**Prompt 1**
In the passage on stretchable electronics, what can stretchable solar cells and batteries be used for?
**Prompt 2**
From the passage on stretchable electronics, return the stretch that opens with the words containing "Stretchable electronics are" and closes with "or administering medication.".
**Prompt 3**
Supply the next part of the passage on stretchable electronics, picking up after its final sentence.

**Provided passage**
———

Stretchable electronics are increasingly gaining importance in various fields. They find applications in wearables such as smartwatches, smart rings, fitness trackers, and smart clothing. These devices can be comfortably worn on the body without restricting movement, seamlessly integrating into everyday life. Stretchable solar cells and batteries can be used for energy generation and storage.
Stretchable electronics can contribute to advancements in medical diagnostics and therapy. Integration into medical devices and implants enables more precise and personalized diagnoses and treatments. Stretchable sensors and electronic implants can play a crucial role in monitoring chronic diseases, rehabilitating injuries, or administering medication.

———

**Dataset content**
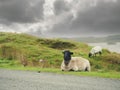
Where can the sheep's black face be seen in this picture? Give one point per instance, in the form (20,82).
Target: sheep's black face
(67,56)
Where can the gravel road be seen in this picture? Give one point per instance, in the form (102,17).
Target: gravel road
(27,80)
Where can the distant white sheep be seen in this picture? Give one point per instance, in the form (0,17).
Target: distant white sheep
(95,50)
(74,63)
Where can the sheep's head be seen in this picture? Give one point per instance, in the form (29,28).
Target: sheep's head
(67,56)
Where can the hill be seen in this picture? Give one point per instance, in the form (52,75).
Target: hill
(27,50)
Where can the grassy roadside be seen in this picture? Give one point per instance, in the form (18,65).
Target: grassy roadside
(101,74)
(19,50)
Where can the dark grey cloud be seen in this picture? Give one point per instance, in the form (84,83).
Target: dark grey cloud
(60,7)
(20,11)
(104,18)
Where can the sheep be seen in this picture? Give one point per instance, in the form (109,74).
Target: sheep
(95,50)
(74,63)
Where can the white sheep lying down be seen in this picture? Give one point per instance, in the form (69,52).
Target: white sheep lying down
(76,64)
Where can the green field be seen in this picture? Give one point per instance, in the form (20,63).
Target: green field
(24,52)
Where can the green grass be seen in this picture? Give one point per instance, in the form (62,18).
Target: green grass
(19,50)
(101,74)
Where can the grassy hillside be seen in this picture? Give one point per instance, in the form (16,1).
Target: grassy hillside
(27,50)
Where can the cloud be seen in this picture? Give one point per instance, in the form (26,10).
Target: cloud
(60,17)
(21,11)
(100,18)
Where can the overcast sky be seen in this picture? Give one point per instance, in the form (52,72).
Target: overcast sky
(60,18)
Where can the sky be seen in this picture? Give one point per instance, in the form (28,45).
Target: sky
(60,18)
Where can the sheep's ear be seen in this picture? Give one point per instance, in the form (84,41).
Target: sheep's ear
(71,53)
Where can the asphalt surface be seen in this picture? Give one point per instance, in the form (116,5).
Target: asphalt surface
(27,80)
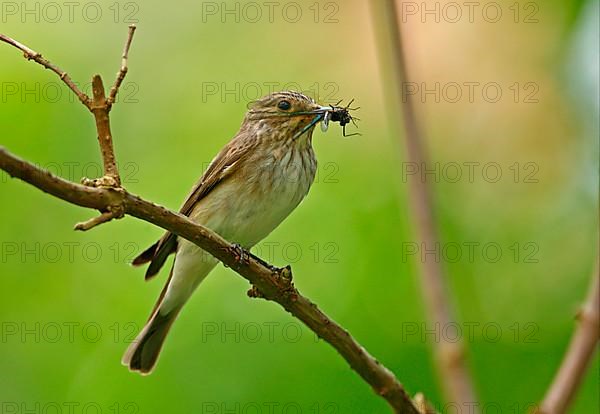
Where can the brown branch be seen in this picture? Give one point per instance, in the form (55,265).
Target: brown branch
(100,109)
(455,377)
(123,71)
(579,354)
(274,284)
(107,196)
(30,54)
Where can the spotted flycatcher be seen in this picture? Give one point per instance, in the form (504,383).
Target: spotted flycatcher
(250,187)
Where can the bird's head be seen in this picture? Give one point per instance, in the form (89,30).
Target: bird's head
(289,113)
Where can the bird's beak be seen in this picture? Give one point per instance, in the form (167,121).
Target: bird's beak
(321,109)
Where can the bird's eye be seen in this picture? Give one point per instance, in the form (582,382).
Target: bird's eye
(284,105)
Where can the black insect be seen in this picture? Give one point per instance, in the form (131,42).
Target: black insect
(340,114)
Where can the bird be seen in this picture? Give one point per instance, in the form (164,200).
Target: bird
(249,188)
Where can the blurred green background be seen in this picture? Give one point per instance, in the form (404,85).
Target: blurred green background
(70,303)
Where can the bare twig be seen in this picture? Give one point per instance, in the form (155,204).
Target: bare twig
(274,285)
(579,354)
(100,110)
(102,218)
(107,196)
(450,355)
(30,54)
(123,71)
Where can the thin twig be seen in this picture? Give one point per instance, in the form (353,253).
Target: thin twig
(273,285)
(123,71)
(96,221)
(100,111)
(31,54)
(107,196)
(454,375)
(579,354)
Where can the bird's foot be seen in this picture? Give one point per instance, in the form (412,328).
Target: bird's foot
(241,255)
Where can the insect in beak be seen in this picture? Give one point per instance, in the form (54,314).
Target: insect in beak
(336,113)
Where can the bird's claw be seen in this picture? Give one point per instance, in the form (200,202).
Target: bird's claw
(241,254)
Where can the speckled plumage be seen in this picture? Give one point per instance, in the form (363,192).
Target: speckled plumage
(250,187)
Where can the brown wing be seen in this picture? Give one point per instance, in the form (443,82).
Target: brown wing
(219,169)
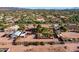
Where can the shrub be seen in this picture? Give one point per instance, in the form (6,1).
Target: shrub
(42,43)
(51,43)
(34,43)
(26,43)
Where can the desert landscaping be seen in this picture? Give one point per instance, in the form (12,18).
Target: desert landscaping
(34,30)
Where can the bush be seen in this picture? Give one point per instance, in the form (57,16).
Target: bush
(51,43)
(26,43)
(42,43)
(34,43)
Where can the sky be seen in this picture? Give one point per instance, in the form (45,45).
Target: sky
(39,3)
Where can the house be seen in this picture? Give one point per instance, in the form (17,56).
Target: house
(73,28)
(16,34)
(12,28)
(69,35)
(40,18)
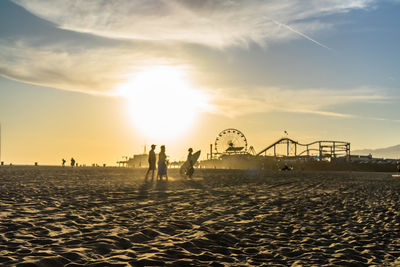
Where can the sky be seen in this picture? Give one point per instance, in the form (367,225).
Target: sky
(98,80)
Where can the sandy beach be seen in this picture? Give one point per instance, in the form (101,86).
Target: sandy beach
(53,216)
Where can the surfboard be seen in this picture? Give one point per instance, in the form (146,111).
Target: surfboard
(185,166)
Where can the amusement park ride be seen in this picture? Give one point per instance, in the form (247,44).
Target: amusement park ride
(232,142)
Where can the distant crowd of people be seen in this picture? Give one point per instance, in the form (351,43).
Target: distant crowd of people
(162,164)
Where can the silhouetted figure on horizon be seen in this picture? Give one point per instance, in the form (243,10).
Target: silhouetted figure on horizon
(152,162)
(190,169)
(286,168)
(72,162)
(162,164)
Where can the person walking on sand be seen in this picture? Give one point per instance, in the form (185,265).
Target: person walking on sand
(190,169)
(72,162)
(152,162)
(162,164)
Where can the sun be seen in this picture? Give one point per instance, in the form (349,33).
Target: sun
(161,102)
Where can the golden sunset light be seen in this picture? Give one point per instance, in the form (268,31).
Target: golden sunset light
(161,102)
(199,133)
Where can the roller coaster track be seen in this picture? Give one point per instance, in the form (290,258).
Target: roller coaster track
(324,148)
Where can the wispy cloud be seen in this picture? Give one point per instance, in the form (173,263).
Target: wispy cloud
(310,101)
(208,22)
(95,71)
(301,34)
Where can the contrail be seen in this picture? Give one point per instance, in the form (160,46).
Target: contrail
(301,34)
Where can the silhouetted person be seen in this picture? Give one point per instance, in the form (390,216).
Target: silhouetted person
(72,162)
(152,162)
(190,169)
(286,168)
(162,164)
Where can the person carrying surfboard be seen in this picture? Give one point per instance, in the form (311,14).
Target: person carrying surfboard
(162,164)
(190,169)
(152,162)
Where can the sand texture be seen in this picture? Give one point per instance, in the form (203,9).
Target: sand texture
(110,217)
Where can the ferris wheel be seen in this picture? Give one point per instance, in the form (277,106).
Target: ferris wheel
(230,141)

———

**Written answer 1**
Energy generation and storage.

**Written answer 2**
Stretchable electronics are increasingly gaining importance in various fields. They find applications in wearables such as smartwatches, smart rings, fitness trackers, and smart clothing. These devices can be comfortably worn on the body without restricting movement, seamlessly integrating into everyday life. Stretchable solar cells and batteries can be used for energy generation and storage.
Stretchable electronics can contribute to advancements in medical diagnostics and therapy. Integration into medical devices and implants enables more precise and personalized diagnoses and treatments. Stretchable sensors and electronic implants can play a crucial role in monitoring chronic diseases, rehabilitating injuries, or administering medication.

**Written answer 3**
In the development of humanoid robots and soft robotics systems, stretchable electronics play a key role. By integrating electronic skin with stretchable pressure and temperature sensors, robots can achieve enhanced tactile sensitivity and maneuverability, leading to safer and more efficient interactions with humans or enabling automated handling of delicate objects such as eggs or tomatoes. This technology has the potential to revolutionize robotics, prosthetics, and human-machine interaction.
The stretchability of electronics is enabled by the choice of substrate and conductor materials, as well as customized design rules. Fraunhofer IZM has broad expertise in these areas. Thermoplastic polyurethane (TPU) and silicones have proven to be reliable substrates. For electrical conductors, there are various options with different advantages and disadvantages. Conventional copper foil structured in meandering form using standard printed circuit board processes (referred to as Stretchable Circuit Board or SCB) is used at Fraunhofer IZM, which is already commercially available. Additionally, electrically conductive textiles are used to build Textile Printed Circuit Boards (TexPCBs), or conductive pastes based on silver or carbon are applied using printing technology. Another emerging approach is the use of liquid metal alloys such as gallium-indium-tin, which offer great potential for extremely stretchable systems when structured on stretchable substrates.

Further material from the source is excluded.